[Actions to take]
#1 List every distinct voltage or current value stated in the forum thread below.
#2 Using the forum thread below, decide whether each statement agrees with it. Answer yes or no for each, and quote the words that decide it.
(a) The original poster intends to place a resistor in series with the LEDs.
(b) The LED used has a built-in TVS diode.
(c) The circuit consists of 11 strings of 3 LEDs.
#3 In the forum thread below, which software did the original poster use to simulate the circuit?

LED series/parallel connection can be connected this way? what are the pros and cons?

Thread Starter

Arul7

Joined Apr 20, 2022
12
Hello Everyone,

I have 11 strings of 3 LEDs in a series connection (Power LED from Lumiled Z series). I have shorted all the cathodes together so to avoid a series of LED failing issues.
If one LED fails in a string and rest will remain functioning with a slight change in current (500mA to 600mA). The LED's forward voltage is 2.8VDC at 500mA.

I have simulated the circuit and got the expected result in LTSpice (attached for reference). Can someone guide me or verify the circuit works fine in real life? I'm going to use a constant current LED driver and not going to use a resistor in series with LEDs.

The LED has a built-in TVS diode. Is there any other circuit to be included to protect this circuit?

Please share your valuable suggestions.
Thanks,
Arul
 

Attachments

Audioguru again

Joined Oct 21, 2019
6,789
An LED part number shows a range of forward voltage. Yours might be from 2.4V to 3.2V.
1) Did you buy thousands of LEDs, test them and select only the ones with an identical forward voltage?

[Available data]
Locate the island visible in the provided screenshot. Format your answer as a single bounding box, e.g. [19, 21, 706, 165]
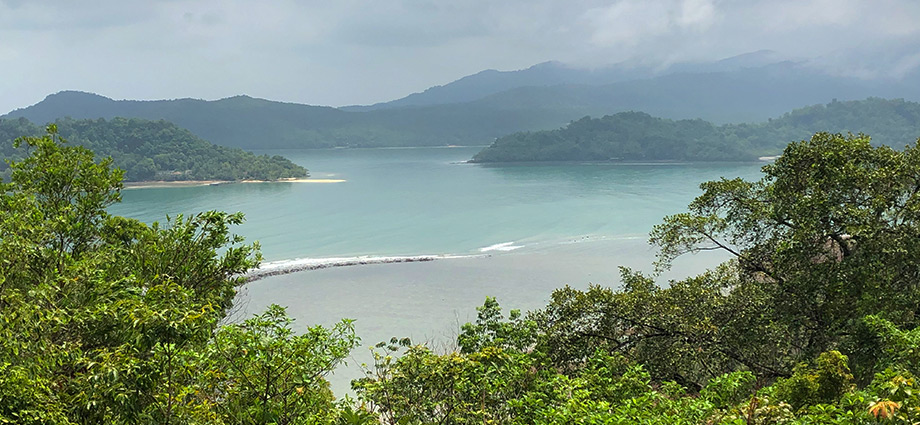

[Solutions per task]
#1 500mA, 600mA, 2.8VDC, 2.4V, 3.2V

#2
(a) No: "not going to use a resistor in series with LEDs."
(b) Yes: "The LED has a built-in TVS diode."
(c) Yes: "I have 11 strings of 3 LEDs in a series connection"

#3 LTSpice